Testo dell'esercizio:
*-*-*

Il termine triennale di prescrizione delle prestazioni INAIL decorre dall’effettiva conoscenza dell’origine professionale della malattia.
Nota a Trib. Torino 16 febbraio 2018, n. 310
Francesco Belmonte
L’azione per conseguire le prestazioni assicurative per malattie professionali si prescrive nel termine di tre anni dal giorno della manifestazione della patologia, ossia dal momento in cui l’assicurato (o l’avente diritto) abbia l’oggettiva possibilità di conoscere la malattia stessa ed il nesso eziologico che la ricollega causalmente all’attività lavorativa svolta.
Lo ha chiarito il Tribunale di Torino (16 febbraio 2018, n. 310) in relazione ad una fattispecie riguardante il riconoscimento della rendita pensionistica ai superstiti, avanzata (in data 7 febbraio 2014) dalla vedova di un lavoratore, addetto agli impianti di Alpignano di fonderia della ghisa e deceduto (il 25 ottobre 1988) a seguito di carcinoma polmonare (patologia c. d. tabellata).
L’INAIL aveva respinto l’istanza sul presupposto che era stata presentata dalla vedova a distanza di quasi ventisei anni dalla morte del marito, oltre, quindi, il termine prescrizionale di tre anni contemplato dall’art. 112, co. 1, D.P.R. 30 giugno 1965, n. 1124, in base al quale: “L’azione per conseguire le prestazioni (n.d.r. assicurative per infortuni sul lavoro o malattie professionali) … si prescrive nel termine di tre anni dal giorno dell’infortunio o da quello della manifestazione della malattia professionale.”
Il Tribunale, investito della questione, ha ritenuto che la nozione di “manifestazione della malattia professionale”, individuata dalla norma quale dies a quo di decorrenza della prescrizione, postula una condizione di obiettiva possibilità di conoscenza per l’assicurato (o l’avente diritto) della patologia e della sua origine professionale.
Nella specie, la vedova non avrebbe avuto a disposizione “dei dati sicuri o quanto meno ragionevolmente certi sull’origine professionale del cancro al polmone”, ciò in quanto non frequentava “direttamente” l’ambiente di lavoro e nessuno l’avrebbe resa edotta – se non dopo le iniziative intraprese nel 2013 da un rappresentante sindacale, anche a mezzo stampa, per la bonifica del sito della fabbrica di Alpignano – “del rischio che la costante esposizione ai fumi dell’acciaieria avrebbe prodotto per la salute del coniuge”.
“La circostanza che si sapesse che i fumi e le polveri dell’acciaieria si disperdevano nell’ambiente circostante, con danni per la vegetazione e per le stesse attività che si svolgevano nella zona, nonché il fatto di dover lavare settimanalmente gli indumenti del marito, lordi di polvere, non sono elementi sufficienti, per un soggetto come la ricorrente privo di nozioni mediche …, da rendere oggettivamente conoscibile, con ragionevole sicurezza, la causa professionale del carcinoma …, trattandosi di informazioni assolutamente equivoche o lacunose,” in rapporto al suo grado di cultura ed alle sue scarse conoscenze medico-scientifiche.
Pertanto, conclude il Tribunale, è del tutto verosimile che la vedova “abbia avuto piena certezza del suo diritto a richiedere l’indennità …, solo dopo aver parlato con il rappresentante sindacale a seguito di alcuni suoi articoli di giornale nel 2013, in tempo, dunque, per ritenere tempestiva la domanda per la rendita presentata nel febbraio 2014.”
[In generale, in tema di diritti spettanti ai superstiti, si v. M.N. BETTINI, Indennità in caso di morte e diritti dei superstiti, in E. GRAGNOLI (a cura di), L’estinzione del rapporto di lavoro subordinato, in Trattato di diritto del lavoro, diretto da M. Persiani e F. Carinci, vol. V, Cedam, 2017, 179 e F. DURVAL, La pensione ai superstiti, Monotema n. 14/2017, in questo sito].

*-*-*

Obiettivo del compito: Estragga dalla nota sulla prescrizione delle prestazioni INAIL il passo che comincia con le parole "Lo ha chiarito" e si chiude con le parole "c. d. tabellata).", riportandolo senza alcuna modifica. Le voci riportate di seguito non hanno alcun rapporto con la nota.

[Estratti del dataset]
*-*-*

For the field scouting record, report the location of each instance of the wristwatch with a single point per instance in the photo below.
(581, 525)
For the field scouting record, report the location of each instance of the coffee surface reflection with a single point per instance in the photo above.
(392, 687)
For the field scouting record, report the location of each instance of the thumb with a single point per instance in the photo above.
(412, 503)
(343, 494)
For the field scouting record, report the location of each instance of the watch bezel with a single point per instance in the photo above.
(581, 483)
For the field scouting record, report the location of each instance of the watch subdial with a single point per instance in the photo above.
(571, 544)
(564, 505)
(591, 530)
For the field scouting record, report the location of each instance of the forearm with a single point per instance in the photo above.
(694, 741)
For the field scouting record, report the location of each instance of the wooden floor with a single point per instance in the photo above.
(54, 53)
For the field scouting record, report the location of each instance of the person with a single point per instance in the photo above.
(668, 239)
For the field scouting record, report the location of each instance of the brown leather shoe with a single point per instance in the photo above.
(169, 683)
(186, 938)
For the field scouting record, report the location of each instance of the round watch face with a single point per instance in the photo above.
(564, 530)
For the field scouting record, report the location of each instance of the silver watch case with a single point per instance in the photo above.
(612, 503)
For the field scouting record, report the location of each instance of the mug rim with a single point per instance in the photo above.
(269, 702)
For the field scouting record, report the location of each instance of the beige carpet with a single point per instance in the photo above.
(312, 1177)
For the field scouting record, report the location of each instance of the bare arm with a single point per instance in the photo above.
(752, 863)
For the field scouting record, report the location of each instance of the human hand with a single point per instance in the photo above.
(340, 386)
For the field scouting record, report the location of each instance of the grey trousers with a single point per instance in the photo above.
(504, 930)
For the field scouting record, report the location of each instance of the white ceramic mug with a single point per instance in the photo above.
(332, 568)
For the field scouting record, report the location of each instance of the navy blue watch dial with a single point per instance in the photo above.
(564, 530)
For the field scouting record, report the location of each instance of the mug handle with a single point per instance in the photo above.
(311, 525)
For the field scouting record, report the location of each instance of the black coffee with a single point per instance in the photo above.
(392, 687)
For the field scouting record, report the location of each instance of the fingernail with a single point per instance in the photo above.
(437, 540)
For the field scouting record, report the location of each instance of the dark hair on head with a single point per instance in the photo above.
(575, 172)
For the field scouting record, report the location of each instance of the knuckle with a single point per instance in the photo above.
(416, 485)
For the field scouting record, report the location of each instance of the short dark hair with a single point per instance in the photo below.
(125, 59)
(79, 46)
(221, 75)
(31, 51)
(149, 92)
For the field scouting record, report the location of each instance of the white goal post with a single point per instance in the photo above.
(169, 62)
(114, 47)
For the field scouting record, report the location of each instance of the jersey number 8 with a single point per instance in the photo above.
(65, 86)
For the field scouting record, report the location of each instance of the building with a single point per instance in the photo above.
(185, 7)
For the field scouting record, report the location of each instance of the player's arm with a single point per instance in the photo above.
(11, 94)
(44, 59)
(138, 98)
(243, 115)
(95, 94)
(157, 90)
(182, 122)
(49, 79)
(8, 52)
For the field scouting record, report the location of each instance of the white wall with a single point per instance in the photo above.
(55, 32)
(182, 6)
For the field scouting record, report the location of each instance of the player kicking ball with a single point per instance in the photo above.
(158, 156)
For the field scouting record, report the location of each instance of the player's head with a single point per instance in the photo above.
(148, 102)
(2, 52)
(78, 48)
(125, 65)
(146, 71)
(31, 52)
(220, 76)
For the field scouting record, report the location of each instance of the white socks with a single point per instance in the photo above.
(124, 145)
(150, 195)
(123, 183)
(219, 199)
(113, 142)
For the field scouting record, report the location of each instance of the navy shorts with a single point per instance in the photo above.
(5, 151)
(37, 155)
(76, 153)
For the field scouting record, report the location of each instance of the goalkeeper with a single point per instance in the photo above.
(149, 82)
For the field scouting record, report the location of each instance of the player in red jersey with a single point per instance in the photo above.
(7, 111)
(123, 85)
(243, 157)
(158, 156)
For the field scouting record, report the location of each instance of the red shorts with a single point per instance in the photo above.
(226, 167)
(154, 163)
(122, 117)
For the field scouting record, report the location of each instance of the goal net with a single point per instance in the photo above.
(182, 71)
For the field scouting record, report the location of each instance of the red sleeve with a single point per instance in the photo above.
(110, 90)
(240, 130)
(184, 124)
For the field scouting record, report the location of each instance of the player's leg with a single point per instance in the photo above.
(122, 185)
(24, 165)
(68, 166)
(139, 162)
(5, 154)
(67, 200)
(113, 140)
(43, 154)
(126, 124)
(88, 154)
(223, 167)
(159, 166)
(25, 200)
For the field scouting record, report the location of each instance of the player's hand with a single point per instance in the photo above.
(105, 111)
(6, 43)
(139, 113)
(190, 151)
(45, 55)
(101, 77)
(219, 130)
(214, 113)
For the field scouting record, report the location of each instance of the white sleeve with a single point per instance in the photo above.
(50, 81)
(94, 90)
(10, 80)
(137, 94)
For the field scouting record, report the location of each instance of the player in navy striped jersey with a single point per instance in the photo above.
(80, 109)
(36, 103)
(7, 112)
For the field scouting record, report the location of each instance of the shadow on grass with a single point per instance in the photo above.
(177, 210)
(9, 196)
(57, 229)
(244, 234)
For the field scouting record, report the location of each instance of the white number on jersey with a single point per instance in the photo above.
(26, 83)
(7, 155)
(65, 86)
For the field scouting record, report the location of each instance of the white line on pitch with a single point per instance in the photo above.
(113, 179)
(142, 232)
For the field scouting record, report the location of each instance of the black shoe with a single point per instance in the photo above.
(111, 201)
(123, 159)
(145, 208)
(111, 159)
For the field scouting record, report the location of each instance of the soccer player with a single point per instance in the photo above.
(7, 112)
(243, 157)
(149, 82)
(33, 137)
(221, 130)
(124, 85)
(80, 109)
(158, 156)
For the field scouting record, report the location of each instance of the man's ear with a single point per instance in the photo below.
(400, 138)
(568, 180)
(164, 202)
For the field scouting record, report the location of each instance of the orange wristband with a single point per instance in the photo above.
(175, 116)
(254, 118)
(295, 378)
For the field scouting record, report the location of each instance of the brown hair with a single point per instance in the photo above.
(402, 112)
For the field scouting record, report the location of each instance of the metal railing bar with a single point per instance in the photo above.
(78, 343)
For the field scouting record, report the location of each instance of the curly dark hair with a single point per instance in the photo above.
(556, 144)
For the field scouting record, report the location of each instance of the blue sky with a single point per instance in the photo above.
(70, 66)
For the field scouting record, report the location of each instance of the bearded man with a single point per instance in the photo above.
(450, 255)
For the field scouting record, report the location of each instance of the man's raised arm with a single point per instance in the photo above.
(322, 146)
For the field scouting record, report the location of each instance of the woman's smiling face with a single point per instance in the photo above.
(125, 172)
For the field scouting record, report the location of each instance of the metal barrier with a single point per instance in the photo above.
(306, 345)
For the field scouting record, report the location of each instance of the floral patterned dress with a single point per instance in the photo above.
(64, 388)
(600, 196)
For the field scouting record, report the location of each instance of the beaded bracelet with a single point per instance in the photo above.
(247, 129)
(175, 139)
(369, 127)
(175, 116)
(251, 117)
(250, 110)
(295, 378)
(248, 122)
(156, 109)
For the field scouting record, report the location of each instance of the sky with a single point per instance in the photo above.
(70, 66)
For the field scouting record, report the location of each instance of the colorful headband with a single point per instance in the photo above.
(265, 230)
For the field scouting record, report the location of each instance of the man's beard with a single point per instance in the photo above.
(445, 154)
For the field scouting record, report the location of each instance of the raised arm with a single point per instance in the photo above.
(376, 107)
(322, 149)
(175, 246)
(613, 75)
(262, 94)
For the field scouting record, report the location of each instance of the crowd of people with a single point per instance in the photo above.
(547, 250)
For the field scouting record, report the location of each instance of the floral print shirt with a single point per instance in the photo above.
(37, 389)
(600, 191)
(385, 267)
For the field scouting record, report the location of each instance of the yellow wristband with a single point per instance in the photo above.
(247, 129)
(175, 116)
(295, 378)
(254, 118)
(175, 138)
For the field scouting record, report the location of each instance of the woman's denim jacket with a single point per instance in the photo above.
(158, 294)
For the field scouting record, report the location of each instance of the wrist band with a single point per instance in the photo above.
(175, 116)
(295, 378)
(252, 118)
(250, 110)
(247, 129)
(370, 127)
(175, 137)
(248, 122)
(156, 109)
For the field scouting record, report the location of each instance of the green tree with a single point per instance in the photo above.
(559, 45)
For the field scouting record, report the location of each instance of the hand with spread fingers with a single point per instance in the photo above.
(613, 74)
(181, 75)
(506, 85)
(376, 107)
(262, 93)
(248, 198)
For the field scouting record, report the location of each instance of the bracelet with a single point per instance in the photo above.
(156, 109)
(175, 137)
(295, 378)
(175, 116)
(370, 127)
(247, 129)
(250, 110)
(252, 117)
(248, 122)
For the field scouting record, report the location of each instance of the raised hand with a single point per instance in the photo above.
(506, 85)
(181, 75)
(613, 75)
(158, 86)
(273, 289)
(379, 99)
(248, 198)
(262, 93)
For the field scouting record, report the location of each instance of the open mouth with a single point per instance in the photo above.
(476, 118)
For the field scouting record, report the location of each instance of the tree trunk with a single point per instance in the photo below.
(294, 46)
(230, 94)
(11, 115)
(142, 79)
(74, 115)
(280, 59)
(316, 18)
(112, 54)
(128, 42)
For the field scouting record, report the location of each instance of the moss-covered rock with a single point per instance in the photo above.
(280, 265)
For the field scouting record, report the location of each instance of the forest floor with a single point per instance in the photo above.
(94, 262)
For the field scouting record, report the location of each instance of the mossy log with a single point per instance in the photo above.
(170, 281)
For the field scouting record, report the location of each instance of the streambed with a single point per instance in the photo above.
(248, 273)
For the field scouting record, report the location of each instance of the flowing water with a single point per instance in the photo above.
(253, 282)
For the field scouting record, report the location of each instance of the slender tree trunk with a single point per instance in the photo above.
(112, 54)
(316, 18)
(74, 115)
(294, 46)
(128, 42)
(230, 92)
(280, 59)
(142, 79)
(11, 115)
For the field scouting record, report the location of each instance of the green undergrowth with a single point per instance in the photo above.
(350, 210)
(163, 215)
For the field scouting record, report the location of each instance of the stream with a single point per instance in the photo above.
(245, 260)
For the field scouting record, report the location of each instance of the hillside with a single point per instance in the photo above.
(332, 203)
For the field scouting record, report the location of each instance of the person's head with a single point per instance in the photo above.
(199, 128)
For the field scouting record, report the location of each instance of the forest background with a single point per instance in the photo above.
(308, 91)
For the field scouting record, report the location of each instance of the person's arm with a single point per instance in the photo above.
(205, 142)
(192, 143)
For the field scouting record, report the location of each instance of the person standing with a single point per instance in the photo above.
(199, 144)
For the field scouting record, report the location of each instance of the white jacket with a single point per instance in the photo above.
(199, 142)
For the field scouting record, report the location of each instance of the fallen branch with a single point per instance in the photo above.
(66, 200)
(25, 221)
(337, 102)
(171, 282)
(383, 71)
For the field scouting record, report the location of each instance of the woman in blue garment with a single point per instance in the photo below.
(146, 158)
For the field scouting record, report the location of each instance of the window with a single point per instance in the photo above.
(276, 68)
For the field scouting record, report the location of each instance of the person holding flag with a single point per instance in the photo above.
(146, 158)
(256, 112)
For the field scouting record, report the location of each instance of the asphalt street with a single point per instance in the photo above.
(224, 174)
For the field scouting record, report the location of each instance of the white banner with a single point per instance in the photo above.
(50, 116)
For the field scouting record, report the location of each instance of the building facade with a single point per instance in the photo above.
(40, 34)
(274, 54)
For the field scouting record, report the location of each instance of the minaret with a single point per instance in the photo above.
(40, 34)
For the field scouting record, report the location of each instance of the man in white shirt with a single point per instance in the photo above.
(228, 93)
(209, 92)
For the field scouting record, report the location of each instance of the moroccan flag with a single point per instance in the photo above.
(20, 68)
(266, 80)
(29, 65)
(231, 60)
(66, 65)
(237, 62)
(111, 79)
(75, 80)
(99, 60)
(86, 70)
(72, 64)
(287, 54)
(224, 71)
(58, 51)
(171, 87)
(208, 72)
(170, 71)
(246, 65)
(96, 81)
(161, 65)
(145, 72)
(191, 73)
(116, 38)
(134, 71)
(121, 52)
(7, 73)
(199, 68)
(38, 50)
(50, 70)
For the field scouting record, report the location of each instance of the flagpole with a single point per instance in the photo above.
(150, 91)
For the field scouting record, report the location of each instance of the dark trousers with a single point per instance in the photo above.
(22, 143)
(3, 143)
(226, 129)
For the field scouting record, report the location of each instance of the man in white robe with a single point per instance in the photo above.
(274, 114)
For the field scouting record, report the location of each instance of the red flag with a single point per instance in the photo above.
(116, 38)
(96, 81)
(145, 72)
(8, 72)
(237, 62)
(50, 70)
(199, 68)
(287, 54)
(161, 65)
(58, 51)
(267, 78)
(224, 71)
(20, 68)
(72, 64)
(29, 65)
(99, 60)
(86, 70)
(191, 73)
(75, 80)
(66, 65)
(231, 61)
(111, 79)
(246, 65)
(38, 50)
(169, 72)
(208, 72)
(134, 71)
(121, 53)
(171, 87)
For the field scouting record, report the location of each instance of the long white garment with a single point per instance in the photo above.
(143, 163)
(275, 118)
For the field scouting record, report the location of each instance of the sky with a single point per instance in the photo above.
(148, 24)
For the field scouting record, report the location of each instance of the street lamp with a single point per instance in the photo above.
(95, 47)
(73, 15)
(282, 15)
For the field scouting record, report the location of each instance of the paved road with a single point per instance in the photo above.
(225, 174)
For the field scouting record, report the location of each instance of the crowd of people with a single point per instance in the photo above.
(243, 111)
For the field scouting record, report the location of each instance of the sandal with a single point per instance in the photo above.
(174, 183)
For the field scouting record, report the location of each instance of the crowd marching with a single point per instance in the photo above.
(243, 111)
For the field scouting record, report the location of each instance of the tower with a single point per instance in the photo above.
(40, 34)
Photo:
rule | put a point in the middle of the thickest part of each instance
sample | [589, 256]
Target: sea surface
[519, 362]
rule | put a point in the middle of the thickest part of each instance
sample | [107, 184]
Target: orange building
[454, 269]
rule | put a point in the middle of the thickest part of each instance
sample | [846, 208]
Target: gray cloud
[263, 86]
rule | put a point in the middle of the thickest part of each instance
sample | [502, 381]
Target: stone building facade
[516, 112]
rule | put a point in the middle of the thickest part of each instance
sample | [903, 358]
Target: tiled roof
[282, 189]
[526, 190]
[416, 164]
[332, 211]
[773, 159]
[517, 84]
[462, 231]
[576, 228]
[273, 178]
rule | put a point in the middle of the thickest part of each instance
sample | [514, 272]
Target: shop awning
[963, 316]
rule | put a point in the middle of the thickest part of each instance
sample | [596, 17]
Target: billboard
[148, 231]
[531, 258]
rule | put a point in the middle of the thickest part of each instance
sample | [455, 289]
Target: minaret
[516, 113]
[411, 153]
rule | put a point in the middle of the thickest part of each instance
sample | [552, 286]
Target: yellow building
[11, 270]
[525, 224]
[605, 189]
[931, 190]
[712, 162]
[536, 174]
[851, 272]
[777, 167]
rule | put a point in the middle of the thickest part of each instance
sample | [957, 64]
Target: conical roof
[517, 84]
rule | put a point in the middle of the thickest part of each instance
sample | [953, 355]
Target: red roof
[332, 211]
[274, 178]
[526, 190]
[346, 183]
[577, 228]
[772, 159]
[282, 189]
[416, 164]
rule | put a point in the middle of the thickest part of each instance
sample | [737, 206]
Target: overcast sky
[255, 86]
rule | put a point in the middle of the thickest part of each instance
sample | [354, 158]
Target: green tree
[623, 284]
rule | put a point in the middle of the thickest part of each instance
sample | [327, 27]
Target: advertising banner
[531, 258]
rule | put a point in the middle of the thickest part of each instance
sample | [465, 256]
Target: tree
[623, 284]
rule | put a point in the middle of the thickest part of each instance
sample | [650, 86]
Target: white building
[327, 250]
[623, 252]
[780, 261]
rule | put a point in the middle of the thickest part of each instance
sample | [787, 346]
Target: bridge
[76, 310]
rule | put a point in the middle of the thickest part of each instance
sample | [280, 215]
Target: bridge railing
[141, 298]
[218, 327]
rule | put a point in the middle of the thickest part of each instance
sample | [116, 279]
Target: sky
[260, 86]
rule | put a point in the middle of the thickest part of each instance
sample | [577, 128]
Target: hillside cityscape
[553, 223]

*-*-*

Problema risolto:
Lo ha chiarito il Tribunale di Torino (16 febbraio 2018, n. 310) in relazione ad una fattispecie riguardante il riconoscimento della rendita pensionistica ai superstiti, avanzata (in data 7 febbraio 2014) dalla vedova di un lavoratore, addetto agli impianti di Alpignano di fonderia della ghisa e deceduto (il 25 ottobre 1988) a seguito di carcinoma polmonare (patologia c. d. tabellata).